Your objective. Please transcribe everything from "to be honest" down to "it gently... fugly?" in the forum thread below about the two Pobeda watches.

Extract.
/---
# Which Pobeda To Sacrafice ?



## martinzx (Aug 29, 2010)

*Which Pobeda to sacrifice ?*​
White faced?872.73%Red faced?327.27%


----------



## martinzx (Aug 29, 2010)

I have two old Pobeda's with the same caliber, both are none runners, I can make one working watch out of the two, for a bit of fun, which should I sacrifice?









Red faced or white faced/?

cheers Martin :thumbsup:


----------



## packrat (Dec 15, 2010)

martinzx said:


> Red faced or white faced/?


Difficult choice there, but I would keep the red (by a whisker).


----------



## taffyman (Apr 26, 2011)

to be honest i would go for the white one(just to make your choice easy lol) they are both nice


----------



## Kutusov (Apr 19, 2010)

Yeap, difficult choice... I like the case on the white one better (more unusual) but the dial is a bit... how shall I put it gently... fugly? 

I vote on the red/brown one...
\---
Object location annotation data.
/---
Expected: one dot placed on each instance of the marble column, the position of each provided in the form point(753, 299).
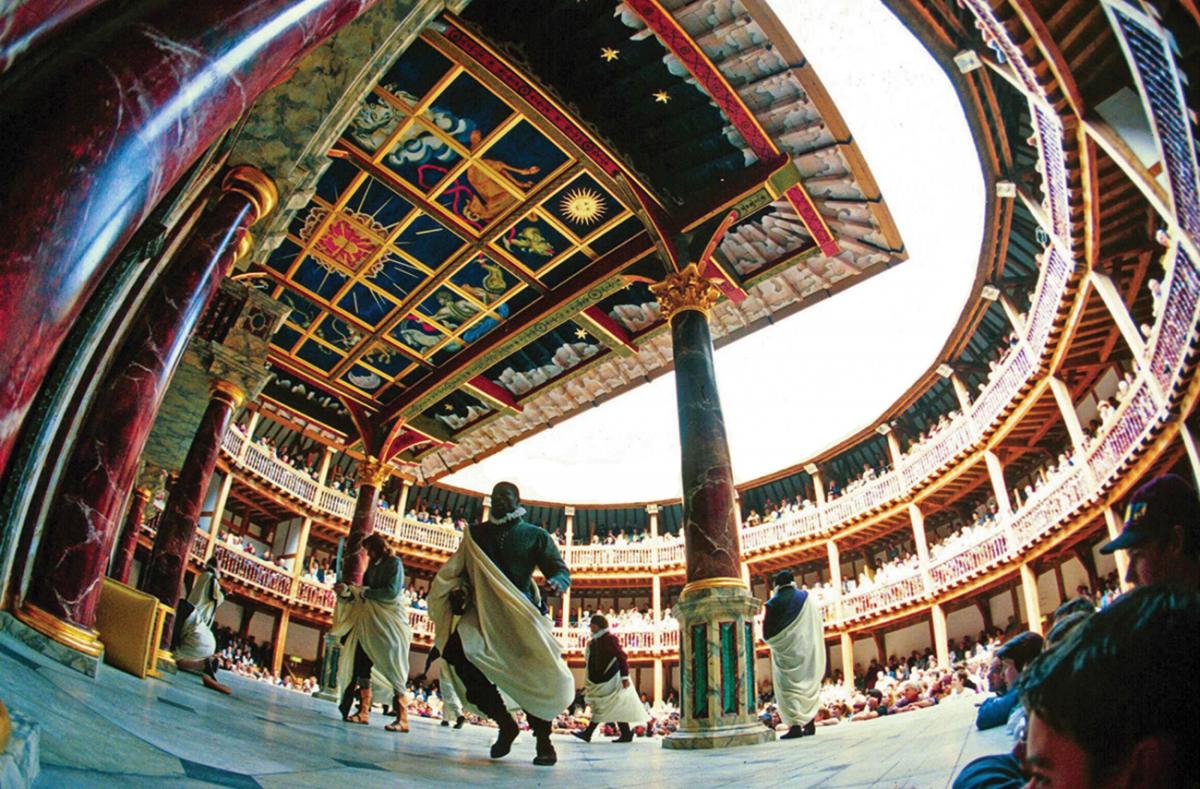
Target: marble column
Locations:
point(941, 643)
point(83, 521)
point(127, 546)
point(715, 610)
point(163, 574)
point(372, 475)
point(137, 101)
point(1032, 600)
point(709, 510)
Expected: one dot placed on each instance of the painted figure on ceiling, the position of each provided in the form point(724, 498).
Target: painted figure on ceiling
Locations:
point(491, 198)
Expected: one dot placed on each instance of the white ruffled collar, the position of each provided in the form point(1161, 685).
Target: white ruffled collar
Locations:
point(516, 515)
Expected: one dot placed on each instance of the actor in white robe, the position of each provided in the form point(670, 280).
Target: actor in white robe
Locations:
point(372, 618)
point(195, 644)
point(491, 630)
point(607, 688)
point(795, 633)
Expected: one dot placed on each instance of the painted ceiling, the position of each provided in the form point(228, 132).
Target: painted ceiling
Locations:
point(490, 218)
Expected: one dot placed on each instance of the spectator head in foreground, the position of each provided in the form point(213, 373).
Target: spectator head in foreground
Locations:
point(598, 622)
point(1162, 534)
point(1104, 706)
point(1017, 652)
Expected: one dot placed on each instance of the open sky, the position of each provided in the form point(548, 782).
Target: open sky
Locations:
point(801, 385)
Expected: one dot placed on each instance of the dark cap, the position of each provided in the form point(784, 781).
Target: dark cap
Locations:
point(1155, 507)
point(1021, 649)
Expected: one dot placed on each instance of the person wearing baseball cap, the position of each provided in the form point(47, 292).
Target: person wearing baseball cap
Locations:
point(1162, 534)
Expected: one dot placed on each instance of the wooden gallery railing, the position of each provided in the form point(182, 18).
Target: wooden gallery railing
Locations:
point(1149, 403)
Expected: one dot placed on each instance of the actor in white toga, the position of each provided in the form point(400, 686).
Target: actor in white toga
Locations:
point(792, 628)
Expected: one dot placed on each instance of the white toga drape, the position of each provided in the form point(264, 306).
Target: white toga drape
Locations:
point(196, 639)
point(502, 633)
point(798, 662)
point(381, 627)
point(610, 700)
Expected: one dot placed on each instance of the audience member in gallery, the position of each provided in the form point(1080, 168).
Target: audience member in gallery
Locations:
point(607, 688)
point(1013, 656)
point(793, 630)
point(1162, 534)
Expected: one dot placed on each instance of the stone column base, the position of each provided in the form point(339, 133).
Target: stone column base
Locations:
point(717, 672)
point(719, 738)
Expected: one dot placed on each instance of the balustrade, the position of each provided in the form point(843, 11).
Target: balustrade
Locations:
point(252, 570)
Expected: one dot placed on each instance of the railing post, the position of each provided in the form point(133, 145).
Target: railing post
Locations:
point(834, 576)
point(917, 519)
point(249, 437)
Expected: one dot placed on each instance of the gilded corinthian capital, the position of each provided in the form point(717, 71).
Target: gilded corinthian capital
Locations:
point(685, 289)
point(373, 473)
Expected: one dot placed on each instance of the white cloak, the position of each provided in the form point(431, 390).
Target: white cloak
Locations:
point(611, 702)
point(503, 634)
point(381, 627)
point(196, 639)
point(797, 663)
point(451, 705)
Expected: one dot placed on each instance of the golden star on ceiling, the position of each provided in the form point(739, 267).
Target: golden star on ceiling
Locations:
\---
Answer to the task.
to be honest i would go for the white one(just to make your choice easy lol) they are both nice


----------



## Kutusov (Apr 19, 2010)

Yeap, difficult choice... I like the case on the white one better (more unusual) but the dial is a bit... how shall I put it gently... fugly?